Texto de estudo.
>>>
Sim, o governo quer baratear a profissão médica, e depois ele vai jogar a culpa da péssima qualidade em vocês (aliás, já está jogando)

Isso está bem claro. Vamos aos números.

Hoje, o preço médio de um plantão médico é R$ 1.200 por médico. Agora, considere uma UPA básica, que funciona com:

  • De dia: 3 médicos de Clínica Médica (CM) e 2 médicos pediatras.
  • De noite: 2 médicos de CM e 1 pediatra.

O custo diário é simples de calcular:

  • De dia: 5 x 1.200 = R$ 6.000
  • De noite: 3 x 1.200 = R$ 3.600

Ou seja, a UPA custa R$ 9.600 por dia só com médicos. Multiplicando por 30 dias, temos R$ 288.000 por mês, para apenas uma unidade.

Dá pra entender por que médico é caro, né? Além de anos de estudo e formação, a responsabilidade é alta, e mesmo "o básico" exige muita dedicação.

Agora, como o governo poderia lidar com a falta de médicos? Existem duas opções.

  • A primeira seria abrir mais faculdades de qualidade, com hospitais-escola e estrutura adequada. Mas isso é caro, e, convenhamos, o governo está quebrado, com déficit todo ano e uma dívida pública cada vez maior.
<<<
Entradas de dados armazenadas
>>>
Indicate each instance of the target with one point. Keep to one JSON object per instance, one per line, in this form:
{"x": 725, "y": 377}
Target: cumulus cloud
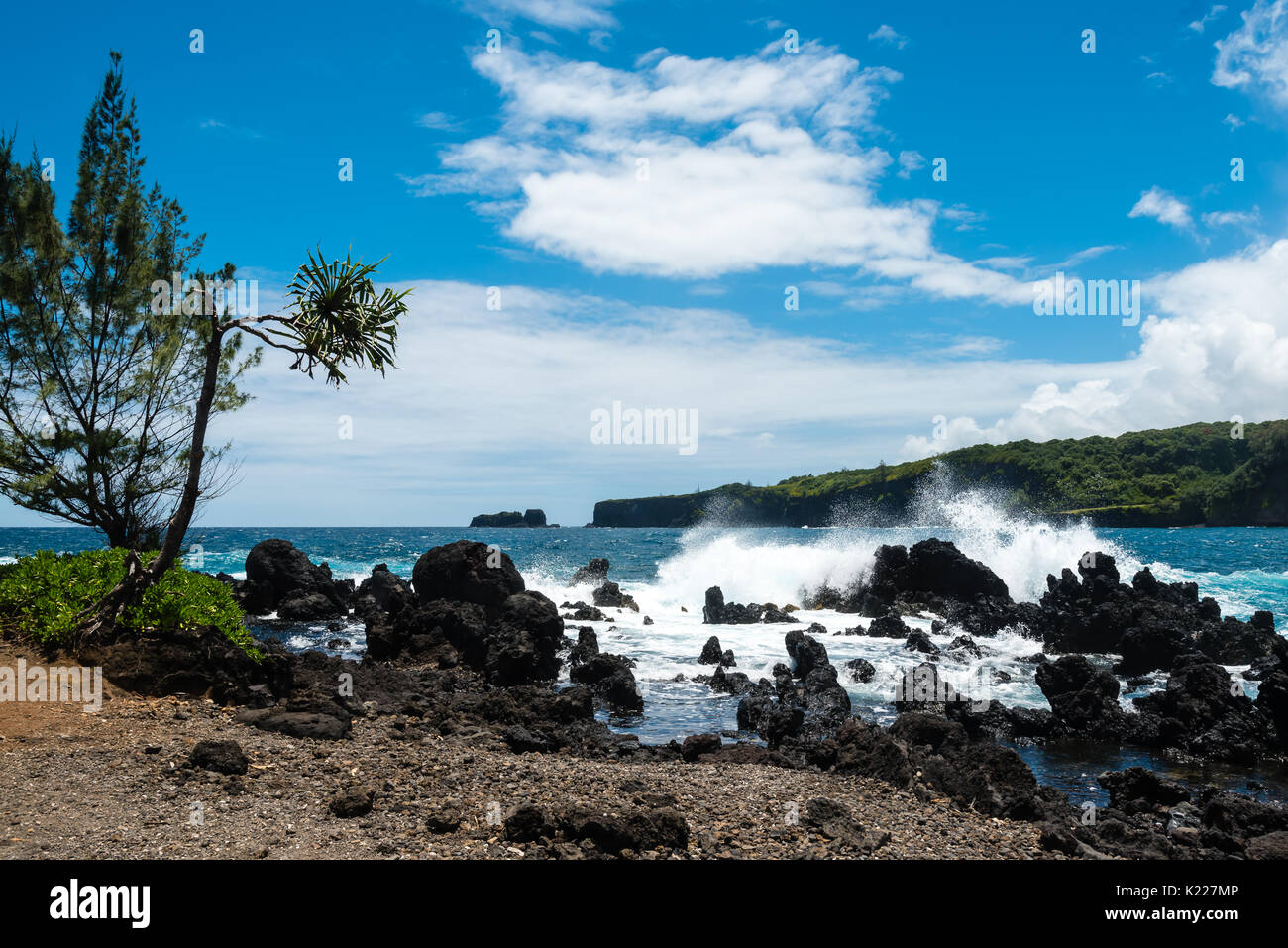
{"x": 1163, "y": 207}
{"x": 565, "y": 14}
{"x": 1201, "y": 24}
{"x": 1254, "y": 56}
{"x": 889, "y": 35}
{"x": 698, "y": 167}
{"x": 1218, "y": 346}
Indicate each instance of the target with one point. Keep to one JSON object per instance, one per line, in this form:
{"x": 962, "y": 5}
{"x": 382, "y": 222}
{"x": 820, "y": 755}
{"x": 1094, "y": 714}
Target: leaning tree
{"x": 97, "y": 382}
{"x": 107, "y": 382}
{"x": 335, "y": 318}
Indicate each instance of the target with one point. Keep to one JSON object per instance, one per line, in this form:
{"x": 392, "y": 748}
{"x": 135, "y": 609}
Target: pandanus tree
{"x": 106, "y": 397}
{"x": 335, "y": 320}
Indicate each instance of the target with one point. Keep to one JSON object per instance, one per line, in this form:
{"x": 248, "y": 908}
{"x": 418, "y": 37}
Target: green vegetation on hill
{"x": 1159, "y": 478}
{"x": 43, "y": 595}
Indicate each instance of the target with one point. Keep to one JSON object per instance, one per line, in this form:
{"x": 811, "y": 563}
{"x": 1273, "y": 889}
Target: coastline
{"x": 114, "y": 786}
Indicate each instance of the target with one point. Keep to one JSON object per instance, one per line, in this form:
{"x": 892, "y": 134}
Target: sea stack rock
{"x": 511, "y": 518}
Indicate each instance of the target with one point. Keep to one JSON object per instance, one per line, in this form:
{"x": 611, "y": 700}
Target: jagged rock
{"x": 861, "y": 670}
{"x": 609, "y": 595}
{"x": 593, "y": 574}
{"x": 220, "y": 756}
{"x": 467, "y": 572}
{"x": 612, "y": 682}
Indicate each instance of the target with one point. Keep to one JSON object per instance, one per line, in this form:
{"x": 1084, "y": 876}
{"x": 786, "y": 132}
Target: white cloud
{"x": 1219, "y": 348}
{"x": 698, "y": 167}
{"x": 1198, "y": 25}
{"x": 1244, "y": 219}
{"x": 911, "y": 161}
{"x": 441, "y": 121}
{"x": 1254, "y": 56}
{"x": 565, "y": 14}
{"x": 1163, "y": 207}
{"x": 887, "y": 34}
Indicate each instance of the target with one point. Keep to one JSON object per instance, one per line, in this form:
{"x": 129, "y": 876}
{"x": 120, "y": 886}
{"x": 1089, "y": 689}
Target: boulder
{"x": 286, "y": 572}
{"x": 467, "y": 572}
{"x": 220, "y": 756}
{"x": 593, "y": 574}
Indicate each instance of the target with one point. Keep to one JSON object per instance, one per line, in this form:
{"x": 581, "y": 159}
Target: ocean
{"x": 669, "y": 571}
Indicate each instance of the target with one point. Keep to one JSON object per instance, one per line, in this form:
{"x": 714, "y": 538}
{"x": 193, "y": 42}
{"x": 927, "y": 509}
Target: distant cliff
{"x": 513, "y": 518}
{"x": 1177, "y": 476}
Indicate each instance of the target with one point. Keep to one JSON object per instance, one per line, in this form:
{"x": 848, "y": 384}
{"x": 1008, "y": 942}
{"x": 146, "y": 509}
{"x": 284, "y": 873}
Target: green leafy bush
{"x": 43, "y": 594}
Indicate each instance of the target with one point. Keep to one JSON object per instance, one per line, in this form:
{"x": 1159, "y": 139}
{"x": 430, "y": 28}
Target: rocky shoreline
{"x": 455, "y": 694}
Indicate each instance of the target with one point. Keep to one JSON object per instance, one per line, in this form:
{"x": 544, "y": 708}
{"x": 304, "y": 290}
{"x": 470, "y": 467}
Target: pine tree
{"x": 95, "y": 386}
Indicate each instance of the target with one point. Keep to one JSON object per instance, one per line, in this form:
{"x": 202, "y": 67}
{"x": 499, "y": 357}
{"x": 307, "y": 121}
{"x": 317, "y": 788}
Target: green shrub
{"x": 46, "y": 592}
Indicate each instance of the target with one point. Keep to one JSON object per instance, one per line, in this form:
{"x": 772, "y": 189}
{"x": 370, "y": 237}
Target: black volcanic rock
{"x": 382, "y": 591}
{"x": 717, "y": 612}
{"x": 595, "y": 572}
{"x": 610, "y": 679}
{"x": 278, "y": 572}
{"x": 467, "y": 572}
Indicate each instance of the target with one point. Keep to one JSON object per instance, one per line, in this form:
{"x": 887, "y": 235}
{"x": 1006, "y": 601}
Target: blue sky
{"x": 768, "y": 168}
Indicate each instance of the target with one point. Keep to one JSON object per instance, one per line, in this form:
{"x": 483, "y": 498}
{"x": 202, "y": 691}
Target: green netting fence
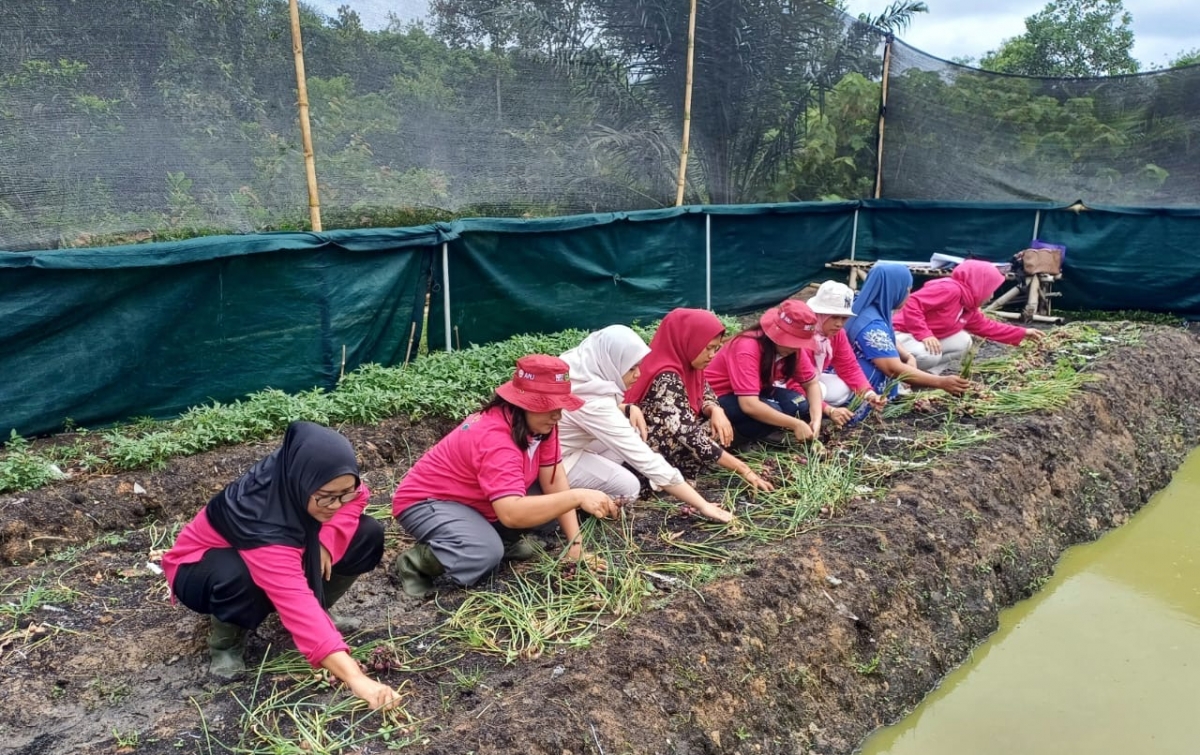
<<<
Problema a resolver. No texto sobre o custo dos médicos, transcreva sem alterações o trecho que se inicia com as palavras "Agora, como o" e se encerra com "cada vez maior.".

Resolução da tarefa.
Agora, como o governo poderia lidar com a falta de médicos? Existem duas opções.

  • A primeira seria abrir mais faculdades de qualidade, com hospitais-escola e estrutura adequada. Mas isso é caro, e, convenhamos, o governo está quebrado, com déficit todo ano e uma dívida pública cada vez maior.